### WHAT YOU NEED TO DO
Note on the material below: return exactly the lines from the line that holds "62L171 72L186 70L189" through the line that holds "positive clicks: (77, 274)", and leave out each picture.

### RECORDS SUPPLIED
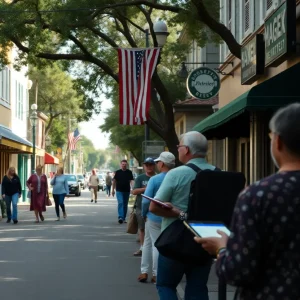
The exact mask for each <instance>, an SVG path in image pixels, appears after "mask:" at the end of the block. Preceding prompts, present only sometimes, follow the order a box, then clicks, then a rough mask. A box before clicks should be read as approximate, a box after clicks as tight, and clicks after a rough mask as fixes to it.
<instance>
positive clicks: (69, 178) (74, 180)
mask: <svg viewBox="0 0 300 300" xmlns="http://www.w3.org/2000/svg"><path fill="white" fill-rule="evenodd" d="M66 177H67V180H68V181H76V176H75V175H66Z"/></svg>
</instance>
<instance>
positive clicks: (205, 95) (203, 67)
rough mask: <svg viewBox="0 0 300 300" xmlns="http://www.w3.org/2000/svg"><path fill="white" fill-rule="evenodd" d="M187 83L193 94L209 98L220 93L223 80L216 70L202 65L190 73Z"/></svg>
mask: <svg viewBox="0 0 300 300" xmlns="http://www.w3.org/2000/svg"><path fill="white" fill-rule="evenodd" d="M186 85H187V90H188V92H189V94H190V95H191V96H193V97H195V98H197V99H200V100H207V99H210V98H213V97H214V96H216V95H217V94H218V93H219V90H220V86H221V82H220V78H219V75H218V73H217V72H216V71H215V70H213V69H210V68H207V67H201V68H198V69H195V70H193V71H192V72H191V73H190V75H189V77H188V79H187V82H186Z"/></svg>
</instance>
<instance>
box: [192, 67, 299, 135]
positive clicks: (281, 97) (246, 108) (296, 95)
mask: <svg viewBox="0 0 300 300" xmlns="http://www.w3.org/2000/svg"><path fill="white" fill-rule="evenodd" d="M299 74H300V63H298V64H296V65H294V66H293V67H291V68H289V69H287V70H286V71H284V72H282V73H280V74H278V75H276V76H274V77H272V78H270V79H269V80H266V81H264V82H262V83H261V84H259V85H257V86H254V87H253V88H252V89H250V90H249V91H248V92H246V93H244V94H242V95H241V96H239V97H238V98H236V99H235V100H233V101H232V102H230V103H229V104H227V105H225V106H224V107H222V108H221V109H219V110H218V111H217V112H215V113H213V114H212V115H210V116H208V117H207V118H205V119H204V120H202V121H201V122H200V123H198V124H197V125H196V126H195V127H194V128H193V130H195V131H199V132H201V133H206V132H208V131H210V130H212V129H216V128H218V127H220V126H222V125H224V124H225V123H227V122H228V121H230V120H231V119H233V118H236V117H237V116H239V115H240V114H242V113H244V112H245V111H249V112H251V111H275V110H277V109H278V108H280V107H282V106H285V105H287V104H289V103H293V102H300V87H299V83H300V81H299Z"/></svg>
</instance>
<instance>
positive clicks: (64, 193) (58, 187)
mask: <svg viewBox="0 0 300 300" xmlns="http://www.w3.org/2000/svg"><path fill="white" fill-rule="evenodd" d="M50 184H51V185H52V186H53V191H52V193H53V199H54V202H55V212H56V216H57V219H56V221H60V212H59V207H61V209H62V212H63V217H64V218H66V217H67V213H66V208H65V204H64V201H65V197H66V195H68V194H69V185H68V180H67V177H66V176H65V175H64V169H63V168H61V167H60V168H58V170H57V172H56V174H55V175H54V177H53V178H52V180H51V182H50Z"/></svg>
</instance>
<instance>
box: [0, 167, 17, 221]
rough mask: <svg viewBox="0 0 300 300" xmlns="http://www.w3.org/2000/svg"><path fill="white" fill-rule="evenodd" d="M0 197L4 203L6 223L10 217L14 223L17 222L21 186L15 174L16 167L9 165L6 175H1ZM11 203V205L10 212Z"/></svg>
mask: <svg viewBox="0 0 300 300" xmlns="http://www.w3.org/2000/svg"><path fill="white" fill-rule="evenodd" d="M1 189H2V198H3V200H5V203H6V213H7V221H6V223H10V221H11V219H13V222H14V224H17V223H18V200H19V198H20V197H21V192H22V186H21V181H20V178H19V177H18V175H17V174H16V169H15V168H14V167H10V168H9V169H8V170H7V173H6V175H5V176H4V177H3V180H2V184H1ZM11 205H12V208H13V209H12V213H11Z"/></svg>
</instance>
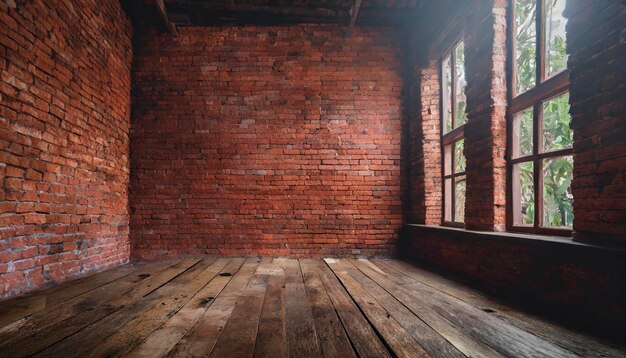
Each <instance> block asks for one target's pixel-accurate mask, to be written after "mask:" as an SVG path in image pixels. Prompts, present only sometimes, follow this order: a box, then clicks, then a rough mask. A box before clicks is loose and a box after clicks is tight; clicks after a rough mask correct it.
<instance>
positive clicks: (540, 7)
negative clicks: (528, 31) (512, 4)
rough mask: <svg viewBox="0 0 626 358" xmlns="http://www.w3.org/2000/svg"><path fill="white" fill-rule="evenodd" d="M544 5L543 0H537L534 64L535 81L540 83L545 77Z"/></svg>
mask: <svg viewBox="0 0 626 358" xmlns="http://www.w3.org/2000/svg"><path fill="white" fill-rule="evenodd" d="M545 21H546V7H545V0H537V22H536V28H537V41H536V51H537V53H536V54H535V55H536V64H537V69H536V70H537V83H536V85H538V84H540V83H542V82H543V81H544V80H545V78H546V70H545V68H546V56H545V53H546V31H545V28H546V23H545Z"/></svg>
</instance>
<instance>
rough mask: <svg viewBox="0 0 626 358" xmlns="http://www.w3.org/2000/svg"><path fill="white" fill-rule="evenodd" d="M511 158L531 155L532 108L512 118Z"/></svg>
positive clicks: (532, 148) (532, 112)
mask: <svg viewBox="0 0 626 358" xmlns="http://www.w3.org/2000/svg"><path fill="white" fill-rule="evenodd" d="M512 154H513V158H519V157H523V156H526V155H531V154H533V108H532V107H530V108H528V109H525V110H524V111H522V112H519V113H517V114H516V115H515V116H514V117H513V153H512Z"/></svg>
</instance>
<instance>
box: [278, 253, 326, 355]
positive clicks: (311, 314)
mask: <svg viewBox="0 0 626 358" xmlns="http://www.w3.org/2000/svg"><path fill="white" fill-rule="evenodd" d="M280 263H281V264H282V265H283V268H284V269H285V332H286V335H287V347H286V353H287V354H286V356H287V357H321V356H322V351H321V349H320V345H319V342H318V338H317V333H316V331H315V321H314V320H313V313H312V312H311V306H310V304H309V302H308V300H307V297H306V290H305V288H304V281H303V278H302V272H301V271H300V264H299V262H298V260H296V259H280Z"/></svg>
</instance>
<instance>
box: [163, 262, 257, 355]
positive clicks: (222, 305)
mask: <svg viewBox="0 0 626 358" xmlns="http://www.w3.org/2000/svg"><path fill="white" fill-rule="evenodd" d="M259 261H260V260H259V259H258V258H255V257H251V258H248V259H246V262H244V264H243V266H242V267H241V268H240V269H239V271H237V273H236V274H235V276H234V277H233V278H232V279H231V280H230V282H229V283H228V285H226V287H225V288H224V290H223V291H222V293H221V294H220V295H219V296H217V298H216V299H215V302H213V304H212V305H211V307H209V309H208V310H206V311H205V312H204V314H203V315H202V317H200V319H198V321H197V322H196V324H195V325H194V326H193V327H192V328H191V330H190V331H189V332H187V334H186V335H185V336H184V337H183V338H182V339H181V340H180V341H179V342H178V343H177V344H176V346H174V348H173V349H172V350H171V351H170V353H169V354H168V355H167V356H168V357H204V356H207V355H209V354H210V353H211V351H212V350H213V347H214V346H215V343H216V342H217V340H218V339H219V336H220V334H221V333H222V329H223V328H224V326H225V325H226V322H228V319H229V318H230V316H231V314H232V312H233V310H234V309H235V307H236V306H237V305H238V304H241V300H242V296H243V293H244V290H245V288H246V286H247V285H248V282H249V281H250V278H251V277H252V275H253V274H254V271H255V270H256V268H257V265H258V263H259Z"/></svg>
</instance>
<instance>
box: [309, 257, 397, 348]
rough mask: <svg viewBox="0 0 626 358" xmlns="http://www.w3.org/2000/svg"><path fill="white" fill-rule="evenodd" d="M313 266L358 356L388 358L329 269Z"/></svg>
mask: <svg viewBox="0 0 626 358" xmlns="http://www.w3.org/2000/svg"><path fill="white" fill-rule="evenodd" d="M313 265H314V266H316V268H317V269H318V274H319V275H320V278H321V280H322V283H323V284H324V287H325V288H326V293H327V294H328V297H329V298H330V300H331V301H332V303H333V306H334V307H335V310H336V311H337V314H338V315H339V318H340V319H341V322H342V324H343V326H344V328H345V330H346V333H347V334H348V337H349V338H350V341H351V342H352V345H353V346H354V348H355V350H356V351H357V353H358V355H359V356H360V357H367V358H375V357H390V356H391V355H390V354H389V351H387V348H385V345H384V344H383V343H382V341H381V340H380V338H379V337H378V335H376V332H375V331H374V330H373V329H372V326H371V325H370V324H369V322H368V321H367V320H366V319H365V317H363V314H362V313H361V311H360V310H359V308H358V307H357V306H356V304H355V303H354V301H353V300H352V298H350V296H349V294H348V293H347V292H346V290H345V289H344V287H343V286H342V285H341V283H340V282H339V280H338V279H337V277H336V276H335V274H334V273H333V272H332V271H331V270H330V268H329V267H328V266H326V264H325V263H324V262H322V261H315V262H314V263H313Z"/></svg>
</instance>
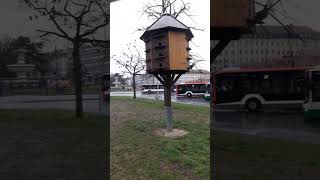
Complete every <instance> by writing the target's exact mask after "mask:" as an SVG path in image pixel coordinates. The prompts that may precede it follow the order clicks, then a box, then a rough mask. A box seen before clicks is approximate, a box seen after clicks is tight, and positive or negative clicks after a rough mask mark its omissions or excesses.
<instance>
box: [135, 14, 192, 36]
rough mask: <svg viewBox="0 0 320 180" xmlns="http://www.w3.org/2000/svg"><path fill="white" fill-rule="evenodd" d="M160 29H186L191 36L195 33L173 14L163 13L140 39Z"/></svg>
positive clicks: (187, 32)
mask: <svg viewBox="0 0 320 180" xmlns="http://www.w3.org/2000/svg"><path fill="white" fill-rule="evenodd" d="M160 29H174V30H180V31H185V32H186V35H187V36H188V37H189V38H193V34H192V32H191V30H190V28H189V27H188V26H186V25H185V24H183V23H182V22H180V21H179V20H177V19H176V18H174V17H173V16H171V15H170V14H163V15H162V16H161V17H160V18H159V19H157V20H156V21H155V22H154V23H153V24H151V26H149V27H148V28H147V29H146V31H145V32H144V33H143V34H142V36H141V37H140V39H143V38H144V37H145V36H147V35H148V34H149V33H151V32H152V31H156V30H160Z"/></svg>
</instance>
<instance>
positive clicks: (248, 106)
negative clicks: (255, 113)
mask: <svg viewBox="0 0 320 180" xmlns="http://www.w3.org/2000/svg"><path fill="white" fill-rule="evenodd" d="M246 108H247V110H248V111H249V112H256V111H258V110H259V109H260V108H261V103H260V101H259V100H258V99H248V100H247V102H246Z"/></svg>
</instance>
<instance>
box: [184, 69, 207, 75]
mask: <svg viewBox="0 0 320 180" xmlns="http://www.w3.org/2000/svg"><path fill="white" fill-rule="evenodd" d="M188 74H210V72H209V71H207V70H204V69H197V70H190V71H189V72H188Z"/></svg>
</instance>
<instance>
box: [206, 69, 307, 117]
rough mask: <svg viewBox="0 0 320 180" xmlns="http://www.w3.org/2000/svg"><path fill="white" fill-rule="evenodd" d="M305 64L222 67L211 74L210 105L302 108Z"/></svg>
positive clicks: (226, 106)
mask: <svg viewBox="0 0 320 180" xmlns="http://www.w3.org/2000/svg"><path fill="white" fill-rule="evenodd" d="M308 69H309V68H304V67H301V68H263V69H240V70H222V71H218V72H216V73H215V74H214V79H213V82H214V86H213V92H211V94H212V100H213V105H214V106H217V107H225V108H227V107H233V108H239V107H240V108H245V109H247V110H249V111H257V110H259V109H262V108H285V109H287V108H302V105H303V102H304V96H305V95H304V91H303V89H304V84H305V72H306V70H308Z"/></svg>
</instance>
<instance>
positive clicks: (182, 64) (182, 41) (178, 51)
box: [168, 31, 189, 70]
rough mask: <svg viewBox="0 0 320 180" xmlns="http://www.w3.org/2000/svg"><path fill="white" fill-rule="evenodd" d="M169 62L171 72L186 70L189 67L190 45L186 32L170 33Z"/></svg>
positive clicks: (168, 34)
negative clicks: (189, 48)
mask: <svg viewBox="0 0 320 180" xmlns="http://www.w3.org/2000/svg"><path fill="white" fill-rule="evenodd" d="M168 35H169V62H170V70H186V69H187V67H188V61H187V58H188V51H187V47H188V45H189V43H188V41H187V40H186V35H185V33H184V32H173V31H170V32H169V34H168Z"/></svg>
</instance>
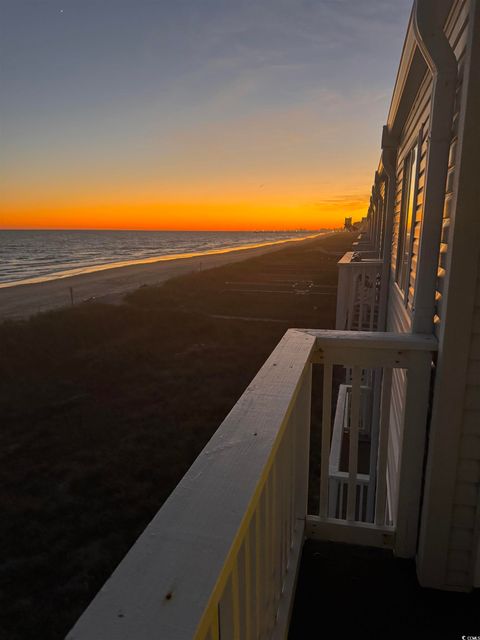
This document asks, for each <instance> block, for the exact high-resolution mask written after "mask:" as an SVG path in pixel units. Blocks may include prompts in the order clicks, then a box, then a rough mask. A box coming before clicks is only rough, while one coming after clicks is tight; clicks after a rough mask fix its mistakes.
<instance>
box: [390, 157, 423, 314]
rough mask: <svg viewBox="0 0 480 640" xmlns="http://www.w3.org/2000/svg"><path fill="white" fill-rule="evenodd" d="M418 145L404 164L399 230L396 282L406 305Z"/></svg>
mask: <svg viewBox="0 0 480 640" xmlns="http://www.w3.org/2000/svg"><path fill="white" fill-rule="evenodd" d="M417 161H418V150H417V145H415V147H413V149H412V150H411V151H410V153H409V154H408V155H407V157H406V158H405V161H404V164H403V191H402V208H401V211H400V225H399V228H398V247H397V267H396V274H395V275H396V278H395V279H396V281H397V284H398V286H399V287H400V289H401V290H402V291H403V292H404V293H405V303H407V301H408V285H409V279H410V278H409V271H410V258H411V249H412V240H413V228H414V226H415V201H416V195H415V192H416V180H417Z"/></svg>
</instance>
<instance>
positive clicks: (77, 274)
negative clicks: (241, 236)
mask: <svg viewBox="0 0 480 640" xmlns="http://www.w3.org/2000/svg"><path fill="white" fill-rule="evenodd" d="M325 233H330V232H329V231H321V232H320V233H315V234H312V235H308V236H302V237H301V238H284V239H283V240H272V241H270V242H258V243H252V244H244V245H240V246H238V247H236V246H234V247H224V248H223V249H209V250H207V251H190V252H186V253H172V254H164V255H158V256H150V257H149V258H138V259H133V260H120V261H118V262H106V263H101V264H92V265H87V266H85V267H77V268H73V269H64V270H63V271H55V272H53V273H50V274H47V275H45V276H35V277H32V278H24V279H22V280H12V281H10V282H0V289H10V288H11V287H18V286H23V285H26V284H41V283H42V282H51V281H55V280H64V279H65V278H73V277H74V276H82V275H87V274H89V273H97V271H107V270H109V269H119V268H121V267H133V266H135V265H141V264H155V263H156V262H167V261H169V260H186V259H188V258H199V257H201V256H210V255H219V254H222V253H230V252H231V251H245V250H247V249H257V248H261V247H269V246H274V245H277V244H285V243H288V242H301V241H302V240H311V239H312V240H313V239H314V238H318V237H320V236H323V235H325Z"/></svg>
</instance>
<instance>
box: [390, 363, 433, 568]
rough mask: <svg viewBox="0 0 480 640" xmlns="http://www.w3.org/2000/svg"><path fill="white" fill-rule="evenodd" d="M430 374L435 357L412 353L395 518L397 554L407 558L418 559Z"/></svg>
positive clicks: (400, 458) (401, 556)
mask: <svg viewBox="0 0 480 640" xmlns="http://www.w3.org/2000/svg"><path fill="white" fill-rule="evenodd" d="M430 372H431V354H430V353H428V352H427V353H416V354H412V366H411V367H410V368H409V369H408V371H407V389H406V397H405V413H404V428H403V439H402V444H401V447H402V448H401V455H400V463H399V470H398V488H399V489H398V506H397V513H396V518H395V524H396V529H397V533H396V539H395V553H396V554H397V555H399V556H400V557H404V558H411V557H414V556H415V553H416V549H417V537H418V521H419V509H420V497H421V489H422V473H423V460H424V455H425V439H426V423H427V412H428V402H429V397H428V394H429V388H430ZM413 425H415V426H413Z"/></svg>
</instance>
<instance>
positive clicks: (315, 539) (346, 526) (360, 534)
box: [306, 515, 395, 549]
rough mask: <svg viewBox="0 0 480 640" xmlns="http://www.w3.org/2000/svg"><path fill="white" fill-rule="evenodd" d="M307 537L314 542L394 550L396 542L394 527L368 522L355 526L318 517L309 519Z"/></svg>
mask: <svg viewBox="0 0 480 640" xmlns="http://www.w3.org/2000/svg"><path fill="white" fill-rule="evenodd" d="M306 526H307V529H306V536H307V538H309V539H312V540H329V541H331V542H343V543H347V544H358V545H366V546H369V547H385V548H388V549H391V548H393V545H394V541H395V529H394V527H387V526H385V527H377V526H376V525H373V524H368V523H366V522H356V523H355V525H354V526H352V525H351V524H350V523H348V522H347V521H345V520H337V519H331V518H327V519H326V520H324V519H322V518H319V517H318V516H310V515H309V516H308V517H307V525H306Z"/></svg>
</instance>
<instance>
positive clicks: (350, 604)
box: [289, 541, 480, 640]
mask: <svg viewBox="0 0 480 640" xmlns="http://www.w3.org/2000/svg"><path fill="white" fill-rule="evenodd" d="M462 636H465V637H466V638H468V637H469V636H470V637H475V636H477V637H478V638H480V590H477V591H475V592H473V593H471V594H465V593H456V592H446V591H436V590H433V589H422V588H421V587H420V586H419V584H418V582H417V579H416V575H415V565H414V562H413V561H411V560H400V559H398V558H394V557H393V554H392V553H391V552H389V551H385V550H382V549H371V548H368V547H355V546H351V545H343V544H335V543H330V542H313V541H307V542H306V543H305V546H304V549H303V555H302V562H301V565H300V571H299V577H298V585H297V592H296V597H295V603H294V608H293V614H292V621H291V625H290V634H289V640H309V639H310V638H312V639H317V638H319V639H320V638H322V639H323V638H325V639H328V640H330V638H332V639H333V638H339V639H342V640H343V639H345V638H356V639H358V638H369V639H371V640H376V639H377V638H378V639H380V638H381V639H382V640H383V639H385V640H387V639H388V640H391V639H392V638H402V639H403V638H405V639H410V638H429V639H430V638H432V639H433V638H436V639H442V640H443V639H444V638H445V639H450V638H452V639H454V640H460V639H461V638H462Z"/></svg>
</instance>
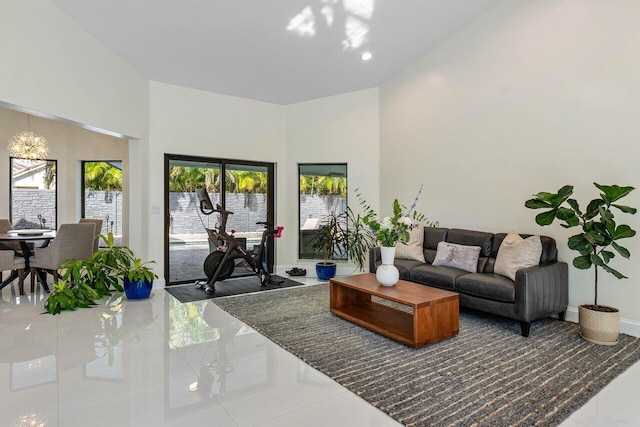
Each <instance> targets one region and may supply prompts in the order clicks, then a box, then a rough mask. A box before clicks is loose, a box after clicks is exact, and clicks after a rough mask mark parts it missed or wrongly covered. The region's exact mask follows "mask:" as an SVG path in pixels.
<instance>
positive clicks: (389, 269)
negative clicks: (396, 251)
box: [376, 246, 400, 286]
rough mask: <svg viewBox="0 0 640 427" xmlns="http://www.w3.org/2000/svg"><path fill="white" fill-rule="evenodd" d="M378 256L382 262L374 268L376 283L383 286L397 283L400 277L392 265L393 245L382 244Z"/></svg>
mask: <svg viewBox="0 0 640 427" xmlns="http://www.w3.org/2000/svg"><path fill="white" fill-rule="evenodd" d="M380 256H381V258H382V264H381V265H379V266H378V268H377V269H376V279H377V280H378V283H380V284H381V285H383V286H393V285H395V284H396V283H398V279H400V272H399V271H398V269H397V268H396V266H395V265H393V260H394V259H395V257H396V248H395V246H383V247H381V248H380Z"/></svg>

### SOLVED EXERCISE
rough mask: <svg viewBox="0 0 320 180" xmlns="http://www.w3.org/2000/svg"><path fill="white" fill-rule="evenodd" d="M169 62L171 72L186 70L189 67L190 45L186 32L170 33Z"/></svg>
positive clicks: (168, 34)
negative clicks: (189, 48)
mask: <svg viewBox="0 0 320 180" xmlns="http://www.w3.org/2000/svg"><path fill="white" fill-rule="evenodd" d="M168 35H169V62H170V70H186V69H187V67H188V61H187V58H188V51H187V47H188V45H189V43H188V41H187V40H186V35H185V33H184V32H173V31H170V32H169V34H168Z"/></svg>
</instance>
This document asks, for each <instance> block, for the exact high-resolution mask written after "mask:" as an SVG path in pixel units. Blocks may include prompts in the order clicks, then a box, then a rough mask. A box coming before clicks is only rough, while one coming after clicks is tight; clicks after a rough mask fix its mistakes.
<instance>
box: [390, 157, 423, 314]
rough mask: <svg viewBox="0 0 480 640" xmlns="http://www.w3.org/2000/svg"><path fill="white" fill-rule="evenodd" d="M418 145L404 164L399 230L396 282L406 305Z"/></svg>
mask: <svg viewBox="0 0 480 640" xmlns="http://www.w3.org/2000/svg"><path fill="white" fill-rule="evenodd" d="M417 161H418V150H417V145H415V147H413V149H412V150H411V151H410V153H409V154H408V155H407V157H406V158H405V161H404V164H403V191H402V208H401V211H400V225H399V228H398V247H397V267H396V274H395V275H396V278H395V279H396V281H397V284H398V286H399V287H400V289H401V290H402V291H403V292H404V293H405V303H407V301H408V285H409V279H410V278H409V271H410V258H411V249H412V240H413V228H414V226H415V201H416V195H415V192H416V180H417Z"/></svg>
</instance>
<instance>
positive clicks: (77, 274)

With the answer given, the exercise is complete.